* WORK TO DO:
Reproduce every one of the entries below verbatim, line for line.

(Dataset entries on where objects appear)
▼▼▼

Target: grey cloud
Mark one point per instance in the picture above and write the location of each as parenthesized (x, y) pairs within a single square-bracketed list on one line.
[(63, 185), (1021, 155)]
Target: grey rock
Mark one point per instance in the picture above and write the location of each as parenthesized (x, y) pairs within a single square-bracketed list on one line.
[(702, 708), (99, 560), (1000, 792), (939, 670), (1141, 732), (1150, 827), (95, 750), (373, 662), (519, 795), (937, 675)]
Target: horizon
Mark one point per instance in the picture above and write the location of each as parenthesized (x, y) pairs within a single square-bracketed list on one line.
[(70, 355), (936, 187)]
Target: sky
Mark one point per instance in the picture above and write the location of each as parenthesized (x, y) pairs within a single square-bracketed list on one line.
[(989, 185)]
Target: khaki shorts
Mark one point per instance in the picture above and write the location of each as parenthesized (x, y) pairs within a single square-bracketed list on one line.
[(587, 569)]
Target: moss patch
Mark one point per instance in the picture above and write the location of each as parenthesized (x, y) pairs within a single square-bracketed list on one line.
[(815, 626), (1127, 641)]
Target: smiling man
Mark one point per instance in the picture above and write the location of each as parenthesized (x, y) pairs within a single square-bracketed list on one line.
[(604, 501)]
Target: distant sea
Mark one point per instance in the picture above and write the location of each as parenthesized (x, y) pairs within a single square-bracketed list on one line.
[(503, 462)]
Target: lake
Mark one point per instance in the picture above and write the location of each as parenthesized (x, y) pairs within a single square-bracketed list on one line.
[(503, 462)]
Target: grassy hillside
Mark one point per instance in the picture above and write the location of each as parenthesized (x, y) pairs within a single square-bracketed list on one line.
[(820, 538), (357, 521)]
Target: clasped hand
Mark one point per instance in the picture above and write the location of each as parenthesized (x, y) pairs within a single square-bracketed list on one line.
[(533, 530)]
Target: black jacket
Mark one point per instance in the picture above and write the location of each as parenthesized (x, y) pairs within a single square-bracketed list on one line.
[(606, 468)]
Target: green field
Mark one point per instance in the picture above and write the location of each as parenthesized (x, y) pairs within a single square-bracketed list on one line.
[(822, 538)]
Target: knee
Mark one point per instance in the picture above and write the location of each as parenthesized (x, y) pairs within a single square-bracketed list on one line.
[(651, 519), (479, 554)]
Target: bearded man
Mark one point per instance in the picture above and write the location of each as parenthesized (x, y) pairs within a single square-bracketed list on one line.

▲▲▲

* SOLVED PROBLEM:
Target: grey cloud
Mark one point per instance in the picture above and write the location of each as parenthesized (x, y) pairs within a single square-bracketed list on one line.
[(63, 185), (1021, 155)]
Target: grey rock
Mark one point per instance in the picture above and write the location of each as parenthesized (x, y) pairs within a single square-bracketed list on one line.
[(702, 708), (99, 560), (1000, 792), (939, 670), (1141, 732), (1150, 827), (95, 750), (373, 662), (519, 795), (937, 675)]
Target: horizon
Mark one point per instance in the picture above and write the location of each as parenthesized (x, y) pairs within a single square-bracketed list on one line.
[(70, 355), (936, 187)]
Target: sky
Mark one point per instance in the picture above and write the location of each as parenthesized (x, y) pairs within a single square-bracketed list on one line.
[(989, 185)]
Target: khaki shorts
Mark one point per instance in the picture above and write the location of each as parenthesized (x, y) pairs within a single square-bracketed list on one line.
[(587, 569)]
Target: moss patch
Mark one point per instance in the picture above and write the location of each as parenthesized (x, y) pairs within a single square-bracketed list on one line.
[(815, 626), (1127, 641)]
Target: smiling man
Mark one point per instance in the picture above and write the location of each as parenthesized (x, y) pairs within a single square-bracketed list on one line.
[(604, 501)]
Target: distant sea
Mark one point per instance in the picture above and write the location of each as parenthesized (x, y) pairs within a single square-bracketed list on one line.
[(503, 462)]
Target: lake
Mark one point per instance in the picture above and write the location of each as parenthesized (x, y) pairs within a single square-bracketed list on one line.
[(503, 462)]
Target: grassy hillside
Mark one point per instance in the picture above and write the location of each as parenthesized (x, y) pairs within a single square-bracketed list on one line.
[(820, 538), (357, 521)]
Target: clasped hand
Mark one point per instance in the picture above and write the location of each as parenthesized (x, y) pairs within a single square-bracketed list on one line.
[(533, 530)]
Target: black jacket
Mark one point per instance in the picture above and write the location of each as parenthesized (x, y) pairs within a single square-bracketed list on one line.
[(606, 468)]
Target: green field
Mark one point per instance in the picture above and write the location of each as parenthesized (x, y) pairs within a single square-bracketed list on one line.
[(822, 538)]
Target: knee
Mark one point per instance in the picture above and write the location of each as parenthesized (x, y) pairs within a single square-bracketed list on one line.
[(651, 519), (479, 554)]
Target: bearded man
Mark one point per instance in the picture above and write the location of each as parenthesized (x, y) pairs within a single square-bracketed list on one line.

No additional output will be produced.